Verilen görev
Aşağıdaki listedeki satırların tamamını, boş satırları atlayıp her birinin başına sıra numarası koyarak yeniden yazın. Resimleri cevaba dahil etmeyin.

Sağlanan bilgiler

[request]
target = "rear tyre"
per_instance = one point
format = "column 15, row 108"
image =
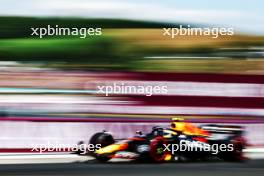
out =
column 236, row 155
column 157, row 153
column 104, row 139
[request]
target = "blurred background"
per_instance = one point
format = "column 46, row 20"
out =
column 47, row 85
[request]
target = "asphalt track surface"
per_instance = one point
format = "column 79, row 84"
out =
column 92, row 168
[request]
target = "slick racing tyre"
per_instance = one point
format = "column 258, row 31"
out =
column 156, row 151
column 104, row 139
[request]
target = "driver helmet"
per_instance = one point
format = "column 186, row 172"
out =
column 177, row 124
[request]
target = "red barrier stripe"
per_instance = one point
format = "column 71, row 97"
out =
column 200, row 101
column 200, row 77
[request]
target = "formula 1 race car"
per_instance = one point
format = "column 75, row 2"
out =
column 181, row 142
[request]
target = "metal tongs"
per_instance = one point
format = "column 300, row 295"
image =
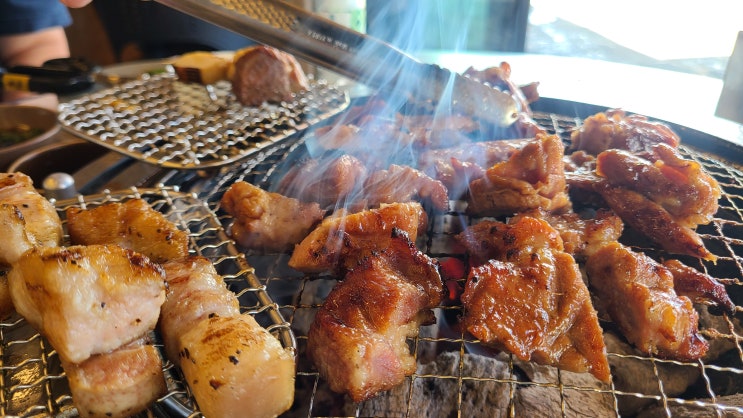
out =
column 355, row 55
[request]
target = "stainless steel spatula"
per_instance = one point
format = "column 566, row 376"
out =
column 355, row 55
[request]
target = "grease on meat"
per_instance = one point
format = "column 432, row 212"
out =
column 528, row 297
column 358, row 338
column 268, row 221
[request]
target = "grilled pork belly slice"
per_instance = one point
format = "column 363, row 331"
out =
column 134, row 225
column 42, row 224
column 264, row 74
column 615, row 129
column 87, row 299
column 529, row 299
column 268, row 221
column 638, row 294
column 342, row 239
column 358, row 340
column 698, row 287
column 236, row 368
column 16, row 239
column 195, row 292
column 121, row 383
column 531, row 178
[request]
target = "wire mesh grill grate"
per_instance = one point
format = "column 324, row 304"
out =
column 457, row 376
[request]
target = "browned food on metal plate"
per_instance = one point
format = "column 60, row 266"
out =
column 121, row 383
column 680, row 186
column 40, row 220
column 342, row 239
column 531, row 178
column 405, row 184
column 133, row 224
column 87, row 299
column 358, row 340
column 457, row 166
column 234, row 366
column 529, row 299
column 638, row 294
column 698, row 286
column 615, row 129
column 268, row 221
column 263, row 74
column 330, row 182
column 195, row 292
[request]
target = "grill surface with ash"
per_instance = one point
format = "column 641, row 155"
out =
column 457, row 376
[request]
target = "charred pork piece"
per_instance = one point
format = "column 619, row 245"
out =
column 614, row 129
column 638, row 294
column 120, row 383
column 268, row 221
column 533, row 177
column 87, row 299
column 529, row 299
column 32, row 219
column 405, row 184
column 699, row 287
column 263, row 74
column 234, row 366
column 681, row 187
column 341, row 240
column 133, row 225
column 358, row 340
column 330, row 182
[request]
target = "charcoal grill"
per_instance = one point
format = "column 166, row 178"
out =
column 452, row 366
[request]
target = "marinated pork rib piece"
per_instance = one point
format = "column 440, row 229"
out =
column 133, row 224
column 698, row 287
column 529, row 298
column 581, row 236
column 342, row 239
column 329, row 181
column 358, row 338
column 614, row 129
column 87, row 299
column 638, row 294
column 268, row 221
column 405, row 184
column 234, row 366
column 121, row 383
column 653, row 221
column 264, row 74
column 42, row 223
column 681, row 187
column 457, row 166
column 531, row 178
column 195, row 292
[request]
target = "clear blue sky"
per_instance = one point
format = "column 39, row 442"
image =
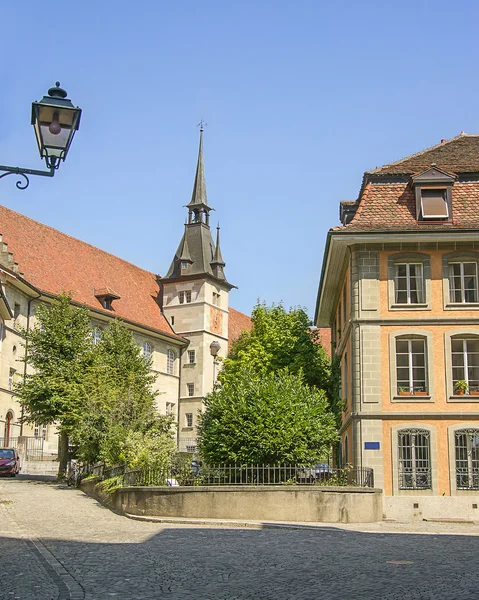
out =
column 300, row 99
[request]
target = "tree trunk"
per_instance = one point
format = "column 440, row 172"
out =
column 62, row 454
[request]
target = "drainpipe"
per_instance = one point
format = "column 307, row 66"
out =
column 26, row 354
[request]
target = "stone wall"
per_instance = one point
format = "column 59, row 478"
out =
column 261, row 503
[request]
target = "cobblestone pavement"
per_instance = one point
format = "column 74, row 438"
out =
column 56, row 543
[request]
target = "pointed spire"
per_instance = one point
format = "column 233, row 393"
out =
column 185, row 255
column 218, row 259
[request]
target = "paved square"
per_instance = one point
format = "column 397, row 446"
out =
column 56, row 543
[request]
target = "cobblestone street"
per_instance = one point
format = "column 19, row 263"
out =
column 56, row 543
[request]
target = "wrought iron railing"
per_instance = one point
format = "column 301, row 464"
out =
column 467, row 479
column 197, row 474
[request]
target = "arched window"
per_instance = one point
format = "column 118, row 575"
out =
column 466, row 442
column 465, row 364
column 96, row 335
column 411, row 367
column 147, row 349
column 170, row 362
column 414, row 466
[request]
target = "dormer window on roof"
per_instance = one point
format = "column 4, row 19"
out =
column 106, row 296
column 433, row 189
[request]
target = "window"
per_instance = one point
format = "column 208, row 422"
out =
column 16, row 313
column 40, row 430
column 465, row 363
column 411, row 366
column 170, row 362
column 408, row 283
column 414, row 459
column 147, row 350
column 11, row 379
column 434, row 204
column 96, row 335
column 467, row 459
column 463, row 282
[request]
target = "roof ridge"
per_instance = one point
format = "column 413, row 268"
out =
column 416, row 154
column 74, row 238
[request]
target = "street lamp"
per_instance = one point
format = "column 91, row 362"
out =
column 55, row 121
column 214, row 349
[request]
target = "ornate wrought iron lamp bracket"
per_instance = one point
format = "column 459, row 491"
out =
column 22, row 185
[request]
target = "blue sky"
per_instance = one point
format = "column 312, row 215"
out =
column 300, row 99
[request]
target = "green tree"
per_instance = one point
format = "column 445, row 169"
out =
column 265, row 418
column 119, row 422
column 58, row 351
column 280, row 339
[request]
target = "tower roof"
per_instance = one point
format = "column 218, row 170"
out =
column 198, row 197
column 196, row 246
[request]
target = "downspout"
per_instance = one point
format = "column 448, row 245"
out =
column 26, row 354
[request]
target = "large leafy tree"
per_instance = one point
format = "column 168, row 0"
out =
column 280, row 339
column 265, row 418
column 58, row 352
column 120, row 421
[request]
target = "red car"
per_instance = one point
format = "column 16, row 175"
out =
column 9, row 462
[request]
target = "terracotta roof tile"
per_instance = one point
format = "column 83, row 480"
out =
column 393, row 206
column 457, row 155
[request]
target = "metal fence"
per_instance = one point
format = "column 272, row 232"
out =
column 29, row 448
column 198, row 474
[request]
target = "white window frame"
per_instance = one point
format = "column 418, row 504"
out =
column 419, row 290
column 170, row 362
column 463, row 287
column 147, row 349
column 410, row 354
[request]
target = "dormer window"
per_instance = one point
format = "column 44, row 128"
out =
column 434, row 204
column 433, row 190
column 106, row 296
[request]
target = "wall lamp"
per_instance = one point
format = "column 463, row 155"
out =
column 55, row 121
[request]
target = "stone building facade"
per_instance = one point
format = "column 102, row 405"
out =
column 399, row 287
column 174, row 318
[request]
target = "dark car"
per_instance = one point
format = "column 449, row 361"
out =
column 9, row 462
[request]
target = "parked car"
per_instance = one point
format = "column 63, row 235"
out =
column 9, row 462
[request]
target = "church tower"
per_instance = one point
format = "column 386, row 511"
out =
column 195, row 302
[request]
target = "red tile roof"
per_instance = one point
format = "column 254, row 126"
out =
column 458, row 155
column 387, row 200
column 53, row 262
column 237, row 323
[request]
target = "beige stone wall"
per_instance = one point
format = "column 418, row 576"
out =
column 282, row 503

Alıştırmanın cevabı
1. [request]
2. target = "rear tyre"
3. per_instance = one point
4. format = "column 15, row 108"
5. image =
6. out =
7. column 236, row 155
8. column 157, row 153
9. column 104, row 139
10. [request]
11. target = "blurred background"
12. per_instance = one point
13. format = "column 46, row 20"
14. out =
15. column 47, row 85
16. [request]
17. target = "asphalt track surface"
18. per_instance = one point
19. format = "column 79, row 84"
20. out =
21. column 92, row 168
22. [request]
23. target = "slick racing tyre"
24. per_instance = one point
25. format = "column 258, row 31"
26. out =
27. column 156, row 151
28. column 104, row 139
29. [request]
30. target = "driver helmet"
31. per_instance = one point
32. format = "column 186, row 172"
33. out =
34. column 177, row 124
35. [request]
36. target = "red barrier stripe"
37. per_instance = one point
38. format = "column 71, row 97"
39. out =
40. column 200, row 101
41. column 200, row 77
42. [request]
43. target = "formula 1 race car"
44. per_instance = one point
45. format = "column 75, row 2"
46. out =
47. column 181, row 142
48. [request]
49. target = "metal tongs"
50. per_instance = one point
51. format = "column 300, row 295"
52. image =
53. out =
54. column 355, row 55
55. [request]
56. target = "stainless steel spatula"
57. per_instance = one point
58. format = "column 566, row 376"
59. out =
60. column 355, row 55
61. [request]
62. target = "grease on meat"
63. per_instance = one point
64. format = "column 432, row 212"
65. out =
66. column 528, row 297
67. column 358, row 338
68. column 268, row 221
69. [request]
70. target = "grilled pork belly slice"
71. per_instance = one point
72. format = "column 363, row 331"
73. out =
74. column 134, row 225
75. column 42, row 224
76. column 264, row 74
77. column 615, row 129
78. column 87, row 299
79. column 529, row 299
80. column 268, row 221
81. column 638, row 294
82. column 342, row 239
83. column 358, row 340
84. column 698, row 287
85. column 236, row 368
86. column 16, row 239
87. column 195, row 292
88. column 121, row 383
89. column 531, row 178
90. [request]
91. target = "wire mesh grill grate"
92. per_instance = one point
93. format = "column 324, row 304"
94. out =
95. column 457, row 376
96. [request]
97. target = "browned food on metal plate"
98. per_instance = one point
99. format = "column 60, row 266"
100. out =
101. column 121, row 383
102. column 680, row 186
103. column 40, row 220
104. column 342, row 239
105. column 531, row 178
106. column 405, row 184
107. column 133, row 224
108. column 87, row 299
109. column 358, row 340
110. column 457, row 166
111. column 234, row 366
112. column 529, row 299
113. column 638, row 294
114. column 698, row 286
115. column 615, row 129
116. column 268, row 221
117. column 263, row 74
118. column 330, row 182
119. column 195, row 292
120. [request]
121. target = "grill surface with ash"
122. per_instance = one point
123. format = "column 641, row 155"
124. out =
125. column 457, row 376
126. [request]
127. target = "charred pork piece"
128. per_instance = one point
129. format = "column 619, row 245"
130. out =
131. column 614, row 129
132. column 638, row 294
133. column 120, row 383
134. column 268, row 221
135. column 533, row 177
136. column 87, row 299
137. column 529, row 299
138. column 32, row 219
139. column 405, row 184
140. column 699, row 287
141. column 263, row 74
142. column 234, row 366
143. column 681, row 187
144. column 341, row 240
145. column 133, row 225
146. column 358, row 340
147. column 330, row 182
148. [request]
149. target = "charcoal grill"
150. per_instance = one point
151. format = "column 166, row 178"
152. out =
153. column 452, row 366
154. [request]
155. target = "marinated pork rib piece"
156. per_instance = one point
157. format = "column 440, row 229"
158. out =
159. column 133, row 224
160. column 698, row 287
161. column 529, row 298
162. column 581, row 236
163. column 342, row 239
164. column 329, row 181
165. column 358, row 338
166. column 614, row 129
167. column 87, row 299
168. column 638, row 294
169. column 268, row 221
170. column 405, row 184
171. column 234, row 366
172. column 121, row 383
173. column 653, row 221
174. column 264, row 74
175. column 42, row 223
176. column 681, row 187
177. column 457, row 166
178. column 531, row 178
179. column 195, row 292
180. [request]
181. target = "clear blue sky"
182. per_instance = one point
183. format = "column 39, row 442"
184. image =
185. out =
186. column 300, row 99
187. [request]
188. target = "tree trunk"
189. per_instance = one point
190. format = "column 440, row 172"
191. out =
192. column 62, row 454
193. [request]
194. target = "drainpipe"
195. per_instance = one point
196. format = "column 307, row 66"
197. out =
198. column 26, row 354
199. [request]
200. target = "stone wall"
201. per_instance = one point
202. format = "column 59, row 478"
203. out =
204. column 261, row 503
205. [request]
206. target = "cobblestone pavement"
207. per_instance = one point
208. format = "column 74, row 438"
209. out =
210. column 56, row 543
211. [request]
212. target = "pointed spire"
213. per_instance = one point
214. format = "column 233, row 393"
215. out =
216. column 185, row 255
217. column 218, row 259
218. [request]
219. target = "paved square"
220. per_instance = one point
221. format = "column 397, row 446"
222. out =
223. column 56, row 543
224. [request]
225. target = "cobblestone street"
226. per_instance = one point
227. format = "column 19, row 263"
228. out =
229. column 56, row 543
230. [request]
231. target = "wrought iron railing"
232. per_instance = one point
233. format = "column 301, row 464"
234. out =
235. column 467, row 479
236. column 197, row 474
237. [request]
238. target = "arched window"
239. per_instance = one point
240. format = "column 118, row 575"
241. out =
242. column 466, row 442
243. column 465, row 364
244. column 96, row 335
245. column 411, row 367
246. column 147, row 349
247. column 170, row 362
248. column 414, row 466
249. [request]
250. target = "dormer window on roof"
251. per_instance = one point
252. format = "column 4, row 19"
253. out =
254. column 106, row 296
255. column 433, row 189
256. [request]
257. target = "window"
258. per_instance = one point
259. format = "column 208, row 422"
260. out =
261. column 16, row 313
262. column 40, row 430
263. column 465, row 363
264. column 411, row 366
265. column 170, row 362
266. column 408, row 283
267. column 414, row 459
268. column 147, row 350
269. column 11, row 379
270. column 434, row 204
271. column 96, row 335
272. column 467, row 459
273. column 463, row 282
274. [request]
275. target = "roof ridge"
276. per_instance = one point
277. format = "column 413, row 268"
278. out =
279. column 416, row 154
280. column 74, row 238
281. [request]
282. target = "street lamp"
283. per_instance = one point
284. format = "column 91, row 362"
285. out =
286. column 55, row 121
287. column 214, row 349
288. [request]
289. target = "ornate wrought iron lamp bracket"
290. per_instance = one point
291. format = "column 459, row 491"
292. out =
293. column 22, row 185
294. [request]
295. target = "blue sky"
296. per_instance = one point
297. format = "column 312, row 215"
298. out =
299. column 300, row 99
300. [request]
301. target = "green tree"
302. per_instance = one point
303. format = "column 445, row 169"
304. out =
305. column 265, row 418
306. column 119, row 422
307. column 58, row 351
308. column 280, row 339
309. [request]
310. target = "tower roof"
311. per_instance = one point
312. format = "column 218, row 170"
313. out =
314. column 198, row 197
315. column 196, row 246
316. [request]
317. target = "downspout"
318. per_instance = one point
319. format = "column 448, row 245"
320. out =
321. column 26, row 354
322. [request]
323. target = "large leafy tree"
324. per_instance = one point
325. format = "column 168, row 0"
326. out =
327. column 280, row 339
328. column 265, row 418
329. column 58, row 352
330. column 120, row 421
331. [request]
332. target = "red car"
333. per_instance = one point
334. format = "column 16, row 175"
335. out =
336. column 9, row 462
337. [request]
338. target = "terracotta roof tile"
339. per_instance = one point
340. format = "column 83, row 480"
341. out =
342. column 393, row 206
343. column 457, row 155
344. [request]
345. target = "metal fence"
346. per_instance = one point
347. format = "column 272, row 232"
348. out =
349. column 29, row 448
350. column 198, row 474
351. [request]
352. target = "white window frame"
353. per_instance = one point
354. format = "column 418, row 504"
355. out =
356. column 419, row 290
357. column 170, row 362
358. column 463, row 287
359. column 147, row 349
360. column 410, row 354
361. [request]
362. target = "dormer window"
363. per_instance = one point
364. format = "column 44, row 128"
365. out =
366. column 434, row 204
367. column 433, row 190
368. column 106, row 296
369. [request]
370. target = "wall lamp"
371. per_instance = one point
372. format = "column 463, row 155"
373. out =
374. column 55, row 121
375. [request]
376. target = "stone building facade"
377. per_instance = one point
378. format = "column 102, row 405"
379. out =
380. column 399, row 287
381. column 174, row 318
382. [request]
383. target = "dark car"
384. per_instance = one point
385. format = "column 449, row 361"
386. out =
387. column 9, row 462
388. [request]
389. target = "parked car"
390. per_instance = one point
391. format = "column 63, row 235"
392. out =
393. column 9, row 462
394. [request]
395. target = "church tower"
396. per_instance = one point
397. format = "column 386, row 511"
398. out =
399. column 195, row 302
400. [request]
401. target = "red tile roof"
402. per_instance = one point
403. format = "column 254, row 126"
404. out =
405. column 458, row 155
406. column 387, row 200
407. column 53, row 262
408. column 237, row 323
409. [request]
410. target = "beige stone wall"
411. per_instance = one point
412. format = "column 418, row 576"
413. out =
414. column 282, row 503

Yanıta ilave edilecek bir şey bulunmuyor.